What is asked =>
Please copy out the items below, substituting "occurrence" for every "instance" and leaving all other text as it is.

** START Dataset content **

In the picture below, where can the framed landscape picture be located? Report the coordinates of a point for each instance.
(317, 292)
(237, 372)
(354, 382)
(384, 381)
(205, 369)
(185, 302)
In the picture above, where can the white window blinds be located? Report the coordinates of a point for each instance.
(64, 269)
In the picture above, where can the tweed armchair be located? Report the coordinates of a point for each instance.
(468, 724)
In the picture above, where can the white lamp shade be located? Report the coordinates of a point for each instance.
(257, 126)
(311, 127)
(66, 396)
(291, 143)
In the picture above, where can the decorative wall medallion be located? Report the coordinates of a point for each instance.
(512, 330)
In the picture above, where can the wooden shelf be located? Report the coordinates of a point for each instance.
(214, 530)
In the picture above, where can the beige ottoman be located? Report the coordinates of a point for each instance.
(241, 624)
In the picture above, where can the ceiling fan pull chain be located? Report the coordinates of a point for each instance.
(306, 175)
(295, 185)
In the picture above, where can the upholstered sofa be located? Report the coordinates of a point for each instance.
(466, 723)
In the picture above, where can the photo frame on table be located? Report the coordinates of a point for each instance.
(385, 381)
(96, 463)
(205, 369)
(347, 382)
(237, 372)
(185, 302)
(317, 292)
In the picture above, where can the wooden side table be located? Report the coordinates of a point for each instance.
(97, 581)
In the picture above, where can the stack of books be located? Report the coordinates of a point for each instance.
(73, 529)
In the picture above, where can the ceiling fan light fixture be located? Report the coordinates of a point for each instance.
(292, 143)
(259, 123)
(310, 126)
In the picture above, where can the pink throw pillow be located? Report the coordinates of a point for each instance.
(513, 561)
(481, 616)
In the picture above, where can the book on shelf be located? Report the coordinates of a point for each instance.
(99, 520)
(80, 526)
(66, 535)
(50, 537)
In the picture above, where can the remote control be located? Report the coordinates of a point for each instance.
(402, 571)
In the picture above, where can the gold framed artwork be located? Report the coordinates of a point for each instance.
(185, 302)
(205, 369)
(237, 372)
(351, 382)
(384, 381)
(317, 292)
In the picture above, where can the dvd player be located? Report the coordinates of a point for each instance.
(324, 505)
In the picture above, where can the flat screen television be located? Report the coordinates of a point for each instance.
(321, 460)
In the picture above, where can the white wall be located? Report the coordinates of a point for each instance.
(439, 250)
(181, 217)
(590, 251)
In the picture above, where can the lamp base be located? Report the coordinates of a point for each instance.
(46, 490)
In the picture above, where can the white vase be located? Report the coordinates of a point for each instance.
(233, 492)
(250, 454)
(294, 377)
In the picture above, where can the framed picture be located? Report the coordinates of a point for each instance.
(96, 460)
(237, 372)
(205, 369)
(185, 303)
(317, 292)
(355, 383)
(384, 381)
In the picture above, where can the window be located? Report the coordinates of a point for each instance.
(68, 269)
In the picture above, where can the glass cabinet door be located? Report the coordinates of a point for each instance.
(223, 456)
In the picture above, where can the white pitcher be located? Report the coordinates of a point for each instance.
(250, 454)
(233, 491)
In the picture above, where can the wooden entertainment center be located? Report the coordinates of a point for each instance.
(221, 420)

** END Dataset content **

Correct result =>
In the picture below, where can the framed landscape picture be located? Report the coordinates of a point for each occurrence.
(317, 292)
(237, 372)
(354, 382)
(384, 381)
(205, 369)
(185, 302)
In the picture above, where can the white window blinds be located? Report the coordinates of a point for each occurrence.
(64, 269)
In the picture above, where can the tweed armchair be located? Report the coordinates of a point for each occurrence.
(468, 724)
In the picture above, where can the white lamp shade be located? Report the coordinates of a point for each occurrence.
(257, 126)
(311, 127)
(66, 396)
(291, 143)
In the picture above, where can the decorative wall medallion be located? Report the coordinates of a point for each occurrence.
(512, 330)
In the picture above, where can the wooden shelf be located? Report the coordinates of a point for each occurrence.
(214, 530)
In the picture above, where can the beige ottoman be located? Report the coordinates of a point for each occurrence.
(241, 624)
In the picture above, where can the ceiling fan pull chain be located? Report the coordinates of a point for each occurrence.
(306, 175)
(295, 185)
In the picture above, where can the upholstered sofa be located? Report the coordinates of a point for each occurrence.
(466, 723)
In the picture above, where can the photo frame on table be located? Report the coordinates of a point for each occurrence.
(385, 381)
(96, 463)
(205, 369)
(347, 382)
(237, 372)
(185, 302)
(317, 292)
In the picture above, where can the wooden side table be located? Report the coordinates of a point for each occurrence.
(97, 581)
In the picture above, where can the stack of books be located? Report the coordinates of a point for each occurrence.
(73, 529)
In the picture above, where can the ceiling fan light fixture be located? Report the coordinates of a point for each occurrence.
(292, 143)
(259, 123)
(310, 126)
In the picture above, where can the pink throw pillow be located? Report the coordinates of a point for each occurrence.
(513, 561)
(481, 616)
In the picture above, where can the book on shelf be located? Report the coordinates of a point for each occurrence.
(99, 520)
(80, 526)
(66, 535)
(50, 537)
In the picture above, where can the remote control be located? Report the coordinates of a point for each occurrence.
(402, 571)
In the picture above, where can the gold framed artwork be located? Report the coordinates of a point for each occurrence.
(185, 302)
(205, 369)
(237, 372)
(351, 382)
(384, 381)
(317, 292)
In the picture above, where can the dvd player be located? Report the coordinates of a point for each occurrence.
(324, 505)
In the picture above, where can the flat screen television be located? Report the coordinates of a point for each occurrence.
(321, 460)
In the picture above, where can the white wall be located? Report the coordinates of a point for each occurrence.
(439, 250)
(181, 217)
(590, 251)
In the picture above, where can the lamp base be located? Report the coordinates of a point for each occurrence.
(46, 490)
In the picture above, where can the white vase be located? Report the coordinates of a point for each occurrence.
(233, 492)
(250, 454)
(294, 377)
In the picture above, where can the framed picture be located? Report the coordinates of a point for each occurrence.
(96, 460)
(237, 372)
(205, 369)
(185, 303)
(317, 292)
(355, 383)
(384, 381)
In the picture above, where can the window be located? Report the coordinates of a point for each occurrence.
(68, 269)
In the picture above, where can the glass cabinet door be located? Report the coordinates of a point for each occurrence.
(223, 456)
In the picture above, where can the white pitcher be located? Report the coordinates of a point for each occurrence.
(250, 454)
(233, 491)
In the picture above, where can the wooden entertainment center be located? Report the coordinates of a point for each occurrence.
(221, 420)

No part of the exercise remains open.